In the records below, lay out the lines from the one containing "turbine tower, the" through the one containing "<point>382,517</point>" as a Markdown table with the columns Row and Text. Number each line in Row, put the line itself in Text, include both end lines, and leave out any blank lines.

◆ **INPUT DATA**:
○ ○ ○ ○ ○ ○ ○

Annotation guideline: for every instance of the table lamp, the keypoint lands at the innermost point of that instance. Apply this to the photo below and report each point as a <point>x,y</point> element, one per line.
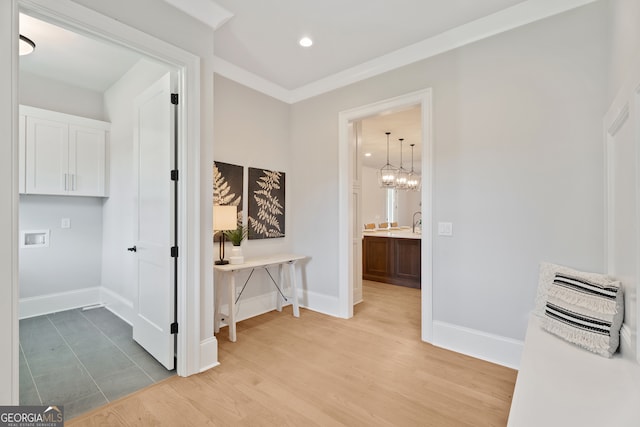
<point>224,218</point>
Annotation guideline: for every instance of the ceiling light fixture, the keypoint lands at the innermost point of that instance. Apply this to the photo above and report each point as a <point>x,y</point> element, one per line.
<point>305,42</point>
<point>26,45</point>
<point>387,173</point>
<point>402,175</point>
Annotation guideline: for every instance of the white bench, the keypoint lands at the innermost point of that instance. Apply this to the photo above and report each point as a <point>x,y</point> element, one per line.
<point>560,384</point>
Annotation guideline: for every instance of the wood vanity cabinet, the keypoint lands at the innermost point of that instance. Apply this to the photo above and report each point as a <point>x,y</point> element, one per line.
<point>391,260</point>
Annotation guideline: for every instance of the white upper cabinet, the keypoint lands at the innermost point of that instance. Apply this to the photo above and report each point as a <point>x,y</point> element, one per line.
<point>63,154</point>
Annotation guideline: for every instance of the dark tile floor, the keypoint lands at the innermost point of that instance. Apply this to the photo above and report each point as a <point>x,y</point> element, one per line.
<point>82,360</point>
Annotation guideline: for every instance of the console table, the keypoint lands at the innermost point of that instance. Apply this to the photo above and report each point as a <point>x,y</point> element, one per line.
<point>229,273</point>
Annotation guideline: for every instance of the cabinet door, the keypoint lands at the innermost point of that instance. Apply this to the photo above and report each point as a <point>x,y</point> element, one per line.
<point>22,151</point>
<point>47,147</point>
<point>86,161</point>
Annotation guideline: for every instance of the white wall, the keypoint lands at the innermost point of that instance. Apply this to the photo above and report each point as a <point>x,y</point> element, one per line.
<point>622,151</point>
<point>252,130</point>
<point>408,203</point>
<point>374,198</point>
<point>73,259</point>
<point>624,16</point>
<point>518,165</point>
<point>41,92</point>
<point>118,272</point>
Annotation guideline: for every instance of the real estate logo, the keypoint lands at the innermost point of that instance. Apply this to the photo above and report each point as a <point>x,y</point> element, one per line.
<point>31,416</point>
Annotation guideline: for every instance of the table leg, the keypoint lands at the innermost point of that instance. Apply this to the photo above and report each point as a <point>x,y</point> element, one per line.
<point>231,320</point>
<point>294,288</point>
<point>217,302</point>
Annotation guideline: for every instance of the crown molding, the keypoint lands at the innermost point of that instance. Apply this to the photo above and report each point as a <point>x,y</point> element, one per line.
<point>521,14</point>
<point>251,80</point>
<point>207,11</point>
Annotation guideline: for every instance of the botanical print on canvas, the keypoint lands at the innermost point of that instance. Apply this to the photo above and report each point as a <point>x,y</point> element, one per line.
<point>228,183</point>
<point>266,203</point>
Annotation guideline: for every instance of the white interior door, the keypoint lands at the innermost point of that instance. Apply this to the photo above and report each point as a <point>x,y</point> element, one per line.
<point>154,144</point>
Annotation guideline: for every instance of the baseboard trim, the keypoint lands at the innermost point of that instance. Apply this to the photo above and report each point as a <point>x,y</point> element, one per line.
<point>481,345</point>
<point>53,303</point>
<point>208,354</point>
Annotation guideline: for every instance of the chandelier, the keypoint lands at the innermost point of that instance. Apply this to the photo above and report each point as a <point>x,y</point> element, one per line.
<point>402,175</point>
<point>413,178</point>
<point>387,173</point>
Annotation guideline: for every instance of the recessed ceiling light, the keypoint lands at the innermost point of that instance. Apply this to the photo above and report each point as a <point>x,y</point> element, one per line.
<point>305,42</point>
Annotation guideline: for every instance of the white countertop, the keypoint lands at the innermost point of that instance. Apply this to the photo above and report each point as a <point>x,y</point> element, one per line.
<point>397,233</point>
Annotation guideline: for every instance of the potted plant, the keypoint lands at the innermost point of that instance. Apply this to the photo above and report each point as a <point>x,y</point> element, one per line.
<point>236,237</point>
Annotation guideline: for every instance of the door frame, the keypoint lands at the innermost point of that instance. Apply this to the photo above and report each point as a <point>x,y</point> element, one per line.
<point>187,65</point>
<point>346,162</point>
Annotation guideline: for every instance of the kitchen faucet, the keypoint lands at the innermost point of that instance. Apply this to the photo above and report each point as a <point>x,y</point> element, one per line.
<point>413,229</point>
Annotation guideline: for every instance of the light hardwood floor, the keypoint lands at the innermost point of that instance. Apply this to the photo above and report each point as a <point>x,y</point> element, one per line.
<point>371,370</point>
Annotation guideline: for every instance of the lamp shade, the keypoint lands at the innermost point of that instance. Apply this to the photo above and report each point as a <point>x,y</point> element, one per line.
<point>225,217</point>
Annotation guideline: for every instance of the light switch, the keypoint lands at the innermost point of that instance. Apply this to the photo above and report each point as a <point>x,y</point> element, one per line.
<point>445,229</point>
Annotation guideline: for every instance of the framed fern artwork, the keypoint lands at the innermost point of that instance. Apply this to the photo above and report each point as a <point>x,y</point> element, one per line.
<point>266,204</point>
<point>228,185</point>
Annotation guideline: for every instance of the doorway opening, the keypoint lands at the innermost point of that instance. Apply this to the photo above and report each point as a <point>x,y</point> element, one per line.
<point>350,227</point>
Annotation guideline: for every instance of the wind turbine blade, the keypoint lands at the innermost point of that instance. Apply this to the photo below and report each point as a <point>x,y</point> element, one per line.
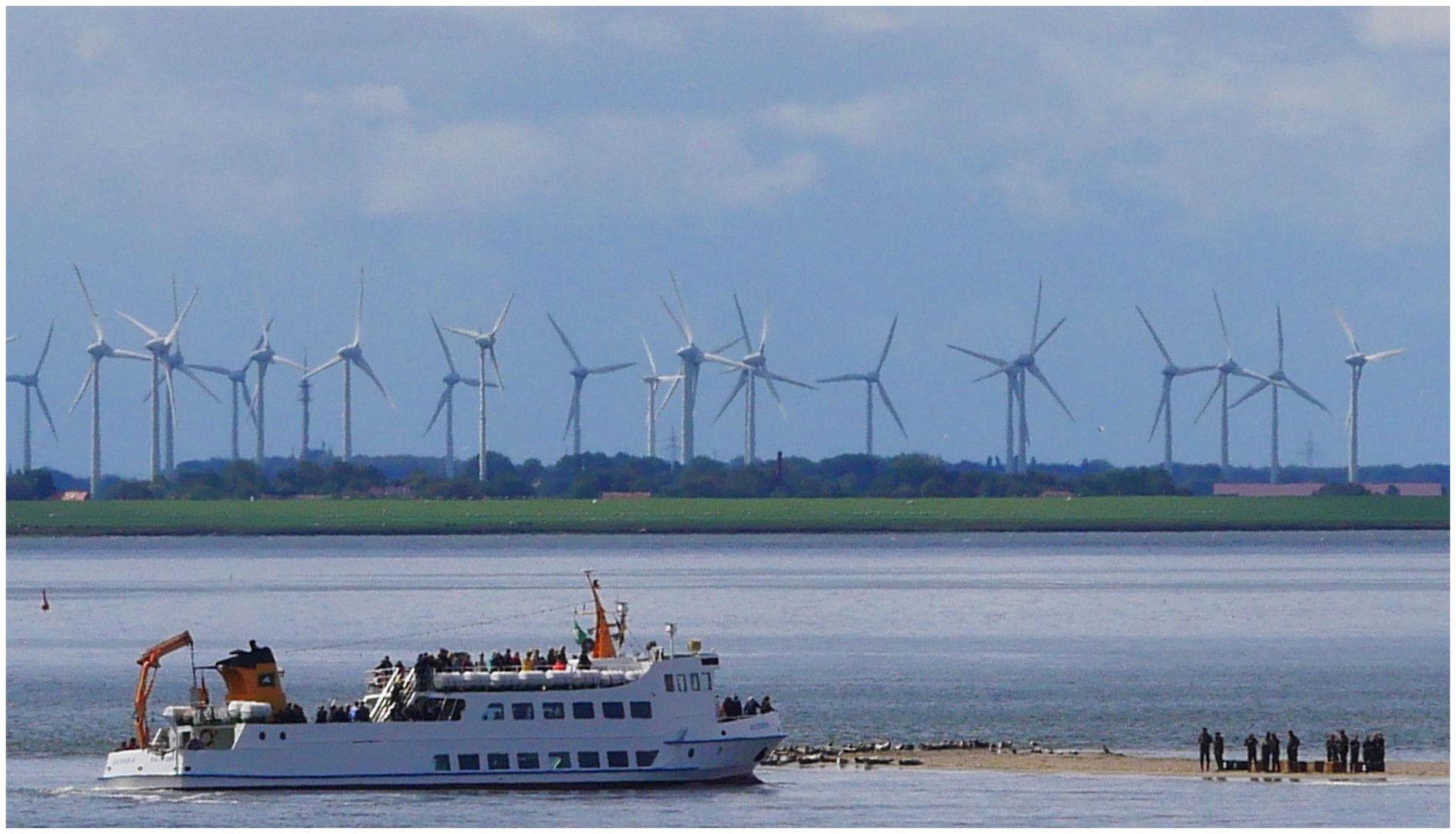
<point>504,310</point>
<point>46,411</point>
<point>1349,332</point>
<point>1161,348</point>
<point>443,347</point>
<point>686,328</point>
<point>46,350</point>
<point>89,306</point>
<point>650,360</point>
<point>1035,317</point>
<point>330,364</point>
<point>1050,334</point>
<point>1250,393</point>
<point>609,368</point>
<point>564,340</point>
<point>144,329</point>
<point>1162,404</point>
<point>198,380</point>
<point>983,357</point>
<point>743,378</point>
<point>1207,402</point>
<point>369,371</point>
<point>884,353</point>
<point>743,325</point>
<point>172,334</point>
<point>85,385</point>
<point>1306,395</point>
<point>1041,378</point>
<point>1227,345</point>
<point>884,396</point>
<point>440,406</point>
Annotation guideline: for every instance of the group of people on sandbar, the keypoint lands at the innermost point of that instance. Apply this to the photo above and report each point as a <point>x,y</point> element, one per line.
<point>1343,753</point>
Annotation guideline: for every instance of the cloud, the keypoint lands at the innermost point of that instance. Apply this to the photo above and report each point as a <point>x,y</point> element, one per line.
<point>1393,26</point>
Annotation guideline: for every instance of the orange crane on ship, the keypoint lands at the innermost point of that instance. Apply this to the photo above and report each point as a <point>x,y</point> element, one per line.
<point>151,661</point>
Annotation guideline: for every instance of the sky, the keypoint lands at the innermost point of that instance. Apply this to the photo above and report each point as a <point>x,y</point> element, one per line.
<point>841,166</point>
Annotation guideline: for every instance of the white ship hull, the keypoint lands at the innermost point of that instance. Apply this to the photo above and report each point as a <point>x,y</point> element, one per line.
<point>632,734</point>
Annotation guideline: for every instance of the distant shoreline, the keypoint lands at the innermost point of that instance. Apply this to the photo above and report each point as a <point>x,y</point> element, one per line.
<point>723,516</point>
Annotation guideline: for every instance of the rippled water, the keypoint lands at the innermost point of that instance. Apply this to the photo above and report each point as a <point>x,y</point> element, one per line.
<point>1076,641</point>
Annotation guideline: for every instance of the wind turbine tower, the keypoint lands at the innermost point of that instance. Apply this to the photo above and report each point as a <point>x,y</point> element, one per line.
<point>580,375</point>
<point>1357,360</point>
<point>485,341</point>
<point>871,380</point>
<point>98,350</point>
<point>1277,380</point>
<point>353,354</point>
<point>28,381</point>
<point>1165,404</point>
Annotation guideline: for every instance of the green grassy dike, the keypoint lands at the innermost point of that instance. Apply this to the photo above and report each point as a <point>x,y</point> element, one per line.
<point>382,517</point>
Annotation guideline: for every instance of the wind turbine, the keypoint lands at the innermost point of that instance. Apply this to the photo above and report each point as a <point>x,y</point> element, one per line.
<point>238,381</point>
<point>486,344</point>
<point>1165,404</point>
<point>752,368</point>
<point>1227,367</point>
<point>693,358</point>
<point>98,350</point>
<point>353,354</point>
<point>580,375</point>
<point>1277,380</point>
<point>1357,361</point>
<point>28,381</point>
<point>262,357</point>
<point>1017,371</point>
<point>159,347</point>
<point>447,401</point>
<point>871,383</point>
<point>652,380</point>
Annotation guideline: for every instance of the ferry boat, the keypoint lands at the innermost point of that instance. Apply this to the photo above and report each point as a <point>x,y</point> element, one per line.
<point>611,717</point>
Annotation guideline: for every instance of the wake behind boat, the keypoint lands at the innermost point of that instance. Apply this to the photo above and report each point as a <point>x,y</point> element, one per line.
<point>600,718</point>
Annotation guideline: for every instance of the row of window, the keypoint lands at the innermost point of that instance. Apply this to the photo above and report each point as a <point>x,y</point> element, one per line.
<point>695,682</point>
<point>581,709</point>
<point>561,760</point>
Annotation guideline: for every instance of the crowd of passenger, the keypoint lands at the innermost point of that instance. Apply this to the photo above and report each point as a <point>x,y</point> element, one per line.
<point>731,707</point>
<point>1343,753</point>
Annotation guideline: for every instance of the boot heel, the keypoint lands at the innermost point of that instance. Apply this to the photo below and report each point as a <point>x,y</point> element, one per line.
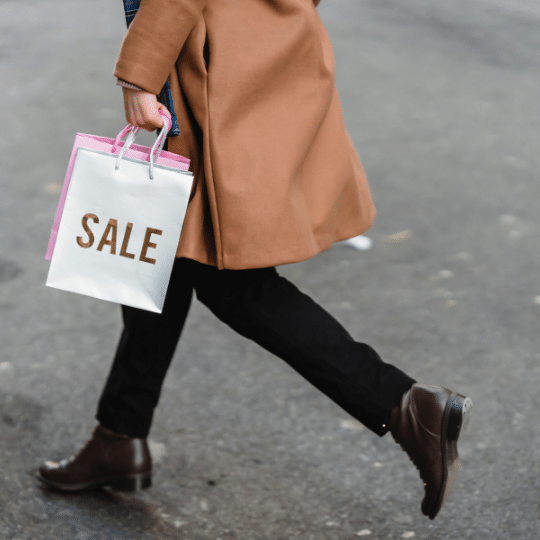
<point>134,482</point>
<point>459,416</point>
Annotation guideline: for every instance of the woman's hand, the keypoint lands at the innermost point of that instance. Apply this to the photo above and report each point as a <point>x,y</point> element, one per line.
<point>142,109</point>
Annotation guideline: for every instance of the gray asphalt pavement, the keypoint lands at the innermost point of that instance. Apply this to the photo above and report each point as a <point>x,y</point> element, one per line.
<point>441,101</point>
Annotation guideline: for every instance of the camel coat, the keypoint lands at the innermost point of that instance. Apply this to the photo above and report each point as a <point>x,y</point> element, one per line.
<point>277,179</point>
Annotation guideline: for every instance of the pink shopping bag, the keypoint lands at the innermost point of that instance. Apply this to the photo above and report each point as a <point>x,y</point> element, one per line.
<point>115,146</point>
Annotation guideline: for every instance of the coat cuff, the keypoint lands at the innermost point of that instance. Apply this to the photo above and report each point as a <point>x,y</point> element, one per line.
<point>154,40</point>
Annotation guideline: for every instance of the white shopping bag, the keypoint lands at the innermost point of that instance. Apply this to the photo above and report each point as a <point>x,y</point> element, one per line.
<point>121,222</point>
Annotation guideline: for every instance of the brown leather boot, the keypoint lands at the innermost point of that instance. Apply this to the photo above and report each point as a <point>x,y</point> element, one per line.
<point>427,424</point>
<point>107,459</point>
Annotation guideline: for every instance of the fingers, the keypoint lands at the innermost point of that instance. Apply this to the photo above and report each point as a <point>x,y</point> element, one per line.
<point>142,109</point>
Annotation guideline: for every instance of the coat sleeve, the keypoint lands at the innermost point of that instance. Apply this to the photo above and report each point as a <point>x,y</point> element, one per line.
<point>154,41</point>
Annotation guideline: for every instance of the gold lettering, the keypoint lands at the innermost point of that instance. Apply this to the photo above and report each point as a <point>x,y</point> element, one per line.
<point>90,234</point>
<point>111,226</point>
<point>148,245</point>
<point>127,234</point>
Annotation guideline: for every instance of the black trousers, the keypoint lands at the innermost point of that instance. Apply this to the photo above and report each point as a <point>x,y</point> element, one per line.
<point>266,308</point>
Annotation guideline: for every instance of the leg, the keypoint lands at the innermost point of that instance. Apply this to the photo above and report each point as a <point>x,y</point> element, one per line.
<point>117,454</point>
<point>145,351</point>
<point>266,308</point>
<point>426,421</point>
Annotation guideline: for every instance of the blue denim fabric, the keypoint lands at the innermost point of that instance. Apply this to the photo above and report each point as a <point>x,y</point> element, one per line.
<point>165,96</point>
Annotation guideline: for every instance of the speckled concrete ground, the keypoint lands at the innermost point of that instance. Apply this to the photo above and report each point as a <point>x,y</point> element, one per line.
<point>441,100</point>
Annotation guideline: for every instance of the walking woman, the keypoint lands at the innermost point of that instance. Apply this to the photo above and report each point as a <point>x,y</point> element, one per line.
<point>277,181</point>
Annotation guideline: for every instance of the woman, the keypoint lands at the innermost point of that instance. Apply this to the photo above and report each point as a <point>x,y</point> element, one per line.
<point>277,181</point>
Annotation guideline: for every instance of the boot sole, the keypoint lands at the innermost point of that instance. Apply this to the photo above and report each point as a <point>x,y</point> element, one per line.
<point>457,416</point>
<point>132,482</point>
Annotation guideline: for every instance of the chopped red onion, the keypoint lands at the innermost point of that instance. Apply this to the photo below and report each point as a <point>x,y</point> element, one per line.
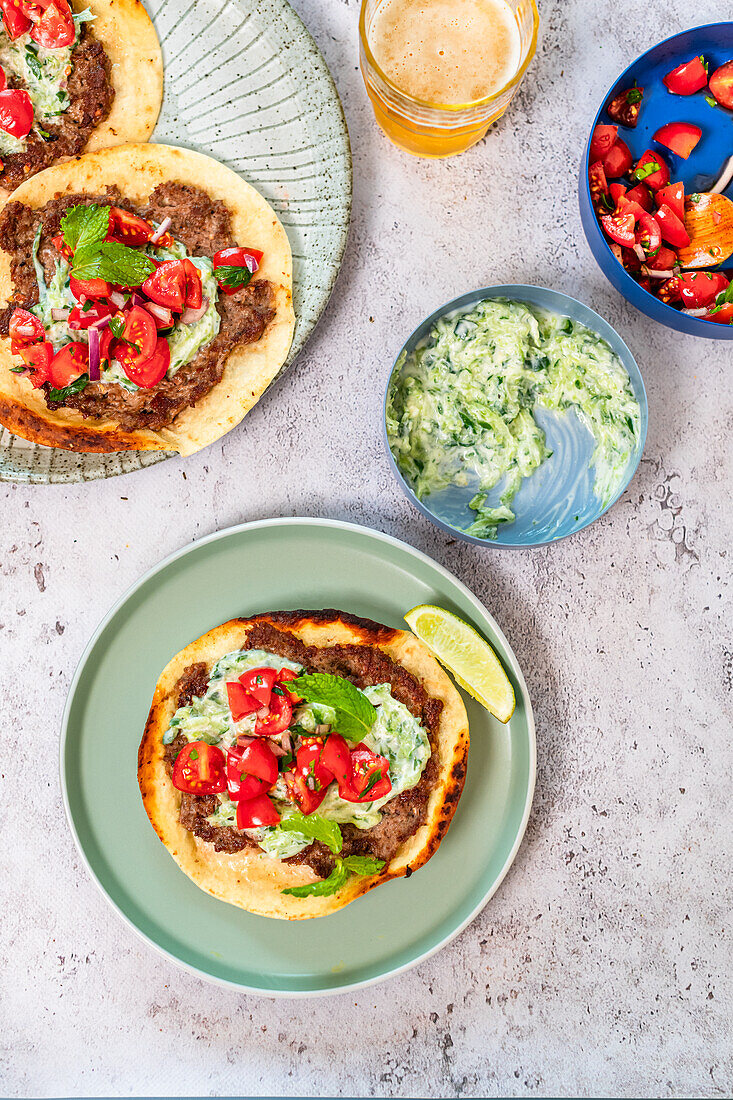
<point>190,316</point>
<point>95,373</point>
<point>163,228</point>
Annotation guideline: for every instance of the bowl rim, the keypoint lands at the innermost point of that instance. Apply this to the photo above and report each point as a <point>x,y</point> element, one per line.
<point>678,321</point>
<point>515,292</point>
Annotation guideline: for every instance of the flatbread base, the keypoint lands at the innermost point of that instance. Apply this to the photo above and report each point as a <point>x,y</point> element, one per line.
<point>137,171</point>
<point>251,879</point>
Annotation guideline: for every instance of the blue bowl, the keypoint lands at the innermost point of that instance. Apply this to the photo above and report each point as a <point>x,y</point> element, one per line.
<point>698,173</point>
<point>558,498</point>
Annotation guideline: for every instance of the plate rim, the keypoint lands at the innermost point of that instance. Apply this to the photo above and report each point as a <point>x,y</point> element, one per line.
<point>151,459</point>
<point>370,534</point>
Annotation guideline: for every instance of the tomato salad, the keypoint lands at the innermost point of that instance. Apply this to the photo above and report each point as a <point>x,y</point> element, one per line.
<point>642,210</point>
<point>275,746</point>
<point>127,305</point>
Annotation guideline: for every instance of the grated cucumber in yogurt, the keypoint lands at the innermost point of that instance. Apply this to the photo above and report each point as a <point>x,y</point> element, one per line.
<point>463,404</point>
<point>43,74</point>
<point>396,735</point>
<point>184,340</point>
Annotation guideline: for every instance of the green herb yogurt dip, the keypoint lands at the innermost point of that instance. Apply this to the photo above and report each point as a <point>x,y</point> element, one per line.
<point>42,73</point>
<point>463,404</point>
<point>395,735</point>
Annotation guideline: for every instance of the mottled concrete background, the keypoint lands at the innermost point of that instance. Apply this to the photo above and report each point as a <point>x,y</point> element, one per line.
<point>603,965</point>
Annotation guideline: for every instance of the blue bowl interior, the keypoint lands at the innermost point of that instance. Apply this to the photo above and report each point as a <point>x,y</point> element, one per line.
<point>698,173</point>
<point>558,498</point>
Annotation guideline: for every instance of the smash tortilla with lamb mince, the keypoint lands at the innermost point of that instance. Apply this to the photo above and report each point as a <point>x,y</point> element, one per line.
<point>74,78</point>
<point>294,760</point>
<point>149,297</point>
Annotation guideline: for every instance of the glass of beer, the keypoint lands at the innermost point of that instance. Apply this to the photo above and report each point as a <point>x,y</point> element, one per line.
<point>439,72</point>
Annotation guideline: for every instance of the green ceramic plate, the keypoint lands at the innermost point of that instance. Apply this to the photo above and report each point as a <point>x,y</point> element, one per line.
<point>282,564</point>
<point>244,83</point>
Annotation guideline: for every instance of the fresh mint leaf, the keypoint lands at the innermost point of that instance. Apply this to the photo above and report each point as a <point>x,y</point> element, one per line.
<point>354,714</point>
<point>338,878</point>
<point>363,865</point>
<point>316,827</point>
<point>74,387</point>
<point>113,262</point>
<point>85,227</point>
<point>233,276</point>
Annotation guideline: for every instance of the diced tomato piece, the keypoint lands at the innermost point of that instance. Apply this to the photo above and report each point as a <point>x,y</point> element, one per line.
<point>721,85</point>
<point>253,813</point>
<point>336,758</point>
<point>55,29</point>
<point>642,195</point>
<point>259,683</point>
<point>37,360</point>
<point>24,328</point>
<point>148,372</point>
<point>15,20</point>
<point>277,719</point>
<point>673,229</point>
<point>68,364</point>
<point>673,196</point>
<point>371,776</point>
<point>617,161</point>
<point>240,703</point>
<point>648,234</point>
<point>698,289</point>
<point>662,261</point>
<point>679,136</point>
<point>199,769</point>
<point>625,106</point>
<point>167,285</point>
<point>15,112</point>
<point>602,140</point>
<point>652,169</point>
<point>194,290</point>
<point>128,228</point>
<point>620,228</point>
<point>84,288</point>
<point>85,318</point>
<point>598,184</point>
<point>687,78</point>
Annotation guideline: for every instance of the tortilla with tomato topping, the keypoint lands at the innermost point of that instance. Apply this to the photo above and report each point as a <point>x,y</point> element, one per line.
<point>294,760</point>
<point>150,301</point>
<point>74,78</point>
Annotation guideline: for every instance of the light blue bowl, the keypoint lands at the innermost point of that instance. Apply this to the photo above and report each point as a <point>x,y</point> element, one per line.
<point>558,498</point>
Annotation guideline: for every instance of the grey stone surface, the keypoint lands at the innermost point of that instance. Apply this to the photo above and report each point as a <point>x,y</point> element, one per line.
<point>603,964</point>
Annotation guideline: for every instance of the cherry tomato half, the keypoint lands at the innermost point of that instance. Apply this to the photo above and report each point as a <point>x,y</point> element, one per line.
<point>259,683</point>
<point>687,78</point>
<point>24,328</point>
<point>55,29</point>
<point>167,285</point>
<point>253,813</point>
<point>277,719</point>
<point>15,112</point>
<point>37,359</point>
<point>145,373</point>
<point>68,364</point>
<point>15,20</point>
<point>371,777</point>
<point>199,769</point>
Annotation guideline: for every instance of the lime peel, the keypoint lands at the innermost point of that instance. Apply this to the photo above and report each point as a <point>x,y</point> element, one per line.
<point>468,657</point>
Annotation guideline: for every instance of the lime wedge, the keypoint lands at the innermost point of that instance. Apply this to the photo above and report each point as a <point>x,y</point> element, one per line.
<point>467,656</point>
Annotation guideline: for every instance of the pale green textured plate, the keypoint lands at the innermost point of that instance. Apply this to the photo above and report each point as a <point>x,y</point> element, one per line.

○ ○ ○ ○ ○ ○ ○

◆ **FINISHED EXERCISE**:
| Row | Text |
|---|---|
| 1 | Annotation guideline: for every instance of the wind turbine tower, the keypoint lands at the innermost point of that instance. Apply this to the photo above and report each point as a <point>x,y</point> element, one per line. |
| 2 | <point>580,375</point> |
| 3 | <point>1357,360</point> |
| 4 | <point>485,341</point> |
| 5 | <point>871,380</point> |
| 6 | <point>98,350</point> |
| 7 | <point>1277,380</point> |
| 8 | <point>353,354</point> |
| 9 | <point>28,381</point> |
| 10 | <point>1165,404</point> |
| 11 | Annotation guideline: for every instance of the green grassy dike, the keypoint lands at the innermost point of that instance. Apply this to the photo above and report each point as a <point>x,y</point> element, one per line. |
| 12 | <point>382,517</point> |